## Requirement
Copy out the line containing "Target: yellow sign on building" and each line after it, through the last one in the material, exactly as written.

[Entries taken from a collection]

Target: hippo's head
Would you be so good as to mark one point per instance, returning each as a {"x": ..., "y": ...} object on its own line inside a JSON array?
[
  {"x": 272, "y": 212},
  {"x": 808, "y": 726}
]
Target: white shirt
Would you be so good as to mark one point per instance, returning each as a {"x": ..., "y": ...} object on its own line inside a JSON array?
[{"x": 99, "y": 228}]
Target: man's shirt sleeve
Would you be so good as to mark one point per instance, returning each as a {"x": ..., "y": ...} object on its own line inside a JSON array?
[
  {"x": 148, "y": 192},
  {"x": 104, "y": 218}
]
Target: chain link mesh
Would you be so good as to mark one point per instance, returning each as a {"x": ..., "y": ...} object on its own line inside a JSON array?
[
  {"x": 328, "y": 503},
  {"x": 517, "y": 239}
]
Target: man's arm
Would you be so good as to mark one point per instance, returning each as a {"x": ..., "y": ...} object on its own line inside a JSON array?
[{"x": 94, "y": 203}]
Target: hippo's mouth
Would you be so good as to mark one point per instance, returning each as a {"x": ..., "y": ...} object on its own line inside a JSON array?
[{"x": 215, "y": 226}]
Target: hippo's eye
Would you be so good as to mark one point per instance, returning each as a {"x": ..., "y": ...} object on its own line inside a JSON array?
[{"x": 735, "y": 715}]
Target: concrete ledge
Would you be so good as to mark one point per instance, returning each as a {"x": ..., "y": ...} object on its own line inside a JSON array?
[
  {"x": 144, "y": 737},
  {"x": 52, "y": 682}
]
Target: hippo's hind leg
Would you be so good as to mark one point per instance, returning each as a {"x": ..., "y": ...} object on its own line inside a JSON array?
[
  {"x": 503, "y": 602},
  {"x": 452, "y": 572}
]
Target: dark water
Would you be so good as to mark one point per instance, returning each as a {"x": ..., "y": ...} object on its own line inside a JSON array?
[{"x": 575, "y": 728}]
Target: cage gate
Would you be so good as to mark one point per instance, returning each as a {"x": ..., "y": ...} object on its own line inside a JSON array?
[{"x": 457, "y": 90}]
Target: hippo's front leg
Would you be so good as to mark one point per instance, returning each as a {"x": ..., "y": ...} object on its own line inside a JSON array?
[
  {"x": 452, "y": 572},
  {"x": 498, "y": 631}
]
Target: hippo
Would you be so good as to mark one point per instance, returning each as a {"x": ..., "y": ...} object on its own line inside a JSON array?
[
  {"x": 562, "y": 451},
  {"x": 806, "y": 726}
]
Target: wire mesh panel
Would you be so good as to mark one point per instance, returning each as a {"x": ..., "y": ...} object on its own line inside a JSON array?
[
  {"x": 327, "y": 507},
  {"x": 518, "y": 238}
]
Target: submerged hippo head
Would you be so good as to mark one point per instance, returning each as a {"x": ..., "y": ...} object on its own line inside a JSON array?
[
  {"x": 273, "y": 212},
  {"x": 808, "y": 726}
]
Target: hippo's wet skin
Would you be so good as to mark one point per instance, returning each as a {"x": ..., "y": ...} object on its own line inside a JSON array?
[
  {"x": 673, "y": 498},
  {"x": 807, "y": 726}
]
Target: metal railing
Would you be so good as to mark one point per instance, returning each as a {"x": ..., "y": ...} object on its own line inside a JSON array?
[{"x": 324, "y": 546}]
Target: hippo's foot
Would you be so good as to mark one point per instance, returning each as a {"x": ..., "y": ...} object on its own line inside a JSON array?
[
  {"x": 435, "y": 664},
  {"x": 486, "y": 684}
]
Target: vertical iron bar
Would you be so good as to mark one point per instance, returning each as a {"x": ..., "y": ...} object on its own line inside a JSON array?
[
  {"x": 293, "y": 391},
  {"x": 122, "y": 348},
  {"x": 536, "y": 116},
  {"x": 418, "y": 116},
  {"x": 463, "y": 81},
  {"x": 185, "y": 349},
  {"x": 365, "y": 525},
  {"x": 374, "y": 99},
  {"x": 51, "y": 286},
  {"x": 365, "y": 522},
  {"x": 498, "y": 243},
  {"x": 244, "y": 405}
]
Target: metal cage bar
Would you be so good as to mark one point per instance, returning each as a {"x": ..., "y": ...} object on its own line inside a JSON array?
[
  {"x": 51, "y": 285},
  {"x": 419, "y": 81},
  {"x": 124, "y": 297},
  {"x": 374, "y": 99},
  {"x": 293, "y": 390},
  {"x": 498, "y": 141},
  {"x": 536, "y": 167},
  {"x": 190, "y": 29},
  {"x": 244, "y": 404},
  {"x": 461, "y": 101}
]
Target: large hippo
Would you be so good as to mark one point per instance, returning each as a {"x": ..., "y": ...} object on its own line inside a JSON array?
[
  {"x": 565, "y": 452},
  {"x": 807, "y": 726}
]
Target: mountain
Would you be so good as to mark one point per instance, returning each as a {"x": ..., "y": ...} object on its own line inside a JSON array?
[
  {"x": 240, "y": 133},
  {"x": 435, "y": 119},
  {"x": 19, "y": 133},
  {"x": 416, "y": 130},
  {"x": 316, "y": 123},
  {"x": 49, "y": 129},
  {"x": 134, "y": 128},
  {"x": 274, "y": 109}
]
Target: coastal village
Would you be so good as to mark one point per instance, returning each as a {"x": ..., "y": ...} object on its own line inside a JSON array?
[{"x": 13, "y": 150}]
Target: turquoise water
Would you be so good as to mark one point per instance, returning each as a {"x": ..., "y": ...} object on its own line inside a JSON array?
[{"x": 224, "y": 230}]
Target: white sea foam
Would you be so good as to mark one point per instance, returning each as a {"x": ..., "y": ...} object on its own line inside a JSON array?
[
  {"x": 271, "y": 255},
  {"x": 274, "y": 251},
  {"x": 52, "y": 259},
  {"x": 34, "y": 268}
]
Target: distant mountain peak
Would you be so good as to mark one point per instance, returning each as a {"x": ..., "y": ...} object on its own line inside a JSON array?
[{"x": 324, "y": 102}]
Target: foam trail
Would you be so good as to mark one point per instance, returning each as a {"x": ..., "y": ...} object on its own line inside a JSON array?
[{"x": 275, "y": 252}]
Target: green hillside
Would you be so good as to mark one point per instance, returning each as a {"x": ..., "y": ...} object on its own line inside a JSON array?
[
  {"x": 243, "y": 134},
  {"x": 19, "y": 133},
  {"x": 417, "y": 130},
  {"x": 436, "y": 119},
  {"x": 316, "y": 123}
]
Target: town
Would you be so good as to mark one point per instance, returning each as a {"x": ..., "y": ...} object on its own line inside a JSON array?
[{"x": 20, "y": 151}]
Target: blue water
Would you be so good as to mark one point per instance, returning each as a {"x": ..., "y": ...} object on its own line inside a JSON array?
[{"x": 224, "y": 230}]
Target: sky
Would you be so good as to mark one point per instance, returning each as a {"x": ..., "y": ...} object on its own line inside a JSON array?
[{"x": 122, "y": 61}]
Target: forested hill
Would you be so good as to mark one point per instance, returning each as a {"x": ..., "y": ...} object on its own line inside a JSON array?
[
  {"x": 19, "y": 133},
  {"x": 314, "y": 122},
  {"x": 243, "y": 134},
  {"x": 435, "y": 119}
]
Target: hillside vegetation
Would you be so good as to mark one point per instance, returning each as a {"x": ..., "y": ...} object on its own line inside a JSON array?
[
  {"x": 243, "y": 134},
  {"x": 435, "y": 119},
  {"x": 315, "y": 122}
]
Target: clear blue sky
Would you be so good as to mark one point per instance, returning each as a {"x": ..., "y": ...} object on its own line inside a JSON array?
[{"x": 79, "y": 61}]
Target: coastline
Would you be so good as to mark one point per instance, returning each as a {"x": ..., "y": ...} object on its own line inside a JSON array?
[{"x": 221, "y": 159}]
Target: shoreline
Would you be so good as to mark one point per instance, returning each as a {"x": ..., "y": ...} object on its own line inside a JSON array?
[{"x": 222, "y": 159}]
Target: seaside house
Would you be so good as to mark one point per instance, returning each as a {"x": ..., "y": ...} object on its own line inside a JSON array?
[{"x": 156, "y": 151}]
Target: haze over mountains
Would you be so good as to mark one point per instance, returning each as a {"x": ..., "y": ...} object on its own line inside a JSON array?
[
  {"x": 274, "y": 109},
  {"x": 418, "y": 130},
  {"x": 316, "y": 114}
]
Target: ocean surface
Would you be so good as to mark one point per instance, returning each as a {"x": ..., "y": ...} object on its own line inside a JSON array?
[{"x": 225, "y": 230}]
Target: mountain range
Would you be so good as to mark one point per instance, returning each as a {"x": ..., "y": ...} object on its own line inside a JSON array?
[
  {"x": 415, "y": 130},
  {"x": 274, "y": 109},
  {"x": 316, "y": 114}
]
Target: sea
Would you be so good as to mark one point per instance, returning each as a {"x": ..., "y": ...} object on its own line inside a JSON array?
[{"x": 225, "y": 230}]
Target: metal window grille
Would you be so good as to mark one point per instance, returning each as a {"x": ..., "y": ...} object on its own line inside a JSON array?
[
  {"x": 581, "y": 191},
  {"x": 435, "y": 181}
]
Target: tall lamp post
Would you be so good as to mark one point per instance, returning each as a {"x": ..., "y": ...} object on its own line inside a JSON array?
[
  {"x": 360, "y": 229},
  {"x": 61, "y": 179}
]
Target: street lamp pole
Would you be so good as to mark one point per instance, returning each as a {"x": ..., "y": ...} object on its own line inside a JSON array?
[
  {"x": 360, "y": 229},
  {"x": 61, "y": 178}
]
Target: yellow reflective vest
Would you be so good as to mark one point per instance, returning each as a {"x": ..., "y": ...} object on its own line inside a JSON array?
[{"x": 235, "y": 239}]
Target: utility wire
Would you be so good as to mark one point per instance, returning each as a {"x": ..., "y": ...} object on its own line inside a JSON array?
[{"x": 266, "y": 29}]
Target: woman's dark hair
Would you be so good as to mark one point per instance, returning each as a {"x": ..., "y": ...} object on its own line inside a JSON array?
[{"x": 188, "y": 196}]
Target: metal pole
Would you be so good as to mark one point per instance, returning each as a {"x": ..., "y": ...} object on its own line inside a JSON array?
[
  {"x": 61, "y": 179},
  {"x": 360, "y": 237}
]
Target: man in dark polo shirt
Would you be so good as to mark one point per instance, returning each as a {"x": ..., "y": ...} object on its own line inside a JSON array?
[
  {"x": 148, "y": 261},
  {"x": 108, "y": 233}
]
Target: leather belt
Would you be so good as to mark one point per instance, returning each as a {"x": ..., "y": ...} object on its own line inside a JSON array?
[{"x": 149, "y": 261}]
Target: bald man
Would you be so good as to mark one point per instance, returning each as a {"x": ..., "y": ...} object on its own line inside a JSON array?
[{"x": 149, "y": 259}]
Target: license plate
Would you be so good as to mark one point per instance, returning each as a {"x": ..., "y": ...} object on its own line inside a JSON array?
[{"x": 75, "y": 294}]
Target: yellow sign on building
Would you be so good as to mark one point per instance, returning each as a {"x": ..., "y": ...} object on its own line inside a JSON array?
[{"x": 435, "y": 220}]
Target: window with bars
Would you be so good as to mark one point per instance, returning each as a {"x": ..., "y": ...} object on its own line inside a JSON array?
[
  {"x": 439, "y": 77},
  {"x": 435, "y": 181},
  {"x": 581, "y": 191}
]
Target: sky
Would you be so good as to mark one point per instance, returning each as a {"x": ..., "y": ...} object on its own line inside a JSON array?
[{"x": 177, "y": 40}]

## Result of the task
Target: yellow sign on building
Would you be so good as to mark one point per instance, returning each as a {"x": ..., "y": ...} object on its own line inside a JSON array?
[{"x": 435, "y": 220}]
Target: window with bars
Would you be so good as to mark one point per instance, returning each as a {"x": ..., "y": ...} object on its own line inside a JSON array?
[
  {"x": 439, "y": 77},
  {"x": 435, "y": 181},
  {"x": 581, "y": 191}
]
Target: sky
Would you be so good as to mark one point per instance, returning each as a {"x": ..., "y": ...} object on its own line inside a JSON array?
[{"x": 177, "y": 40}]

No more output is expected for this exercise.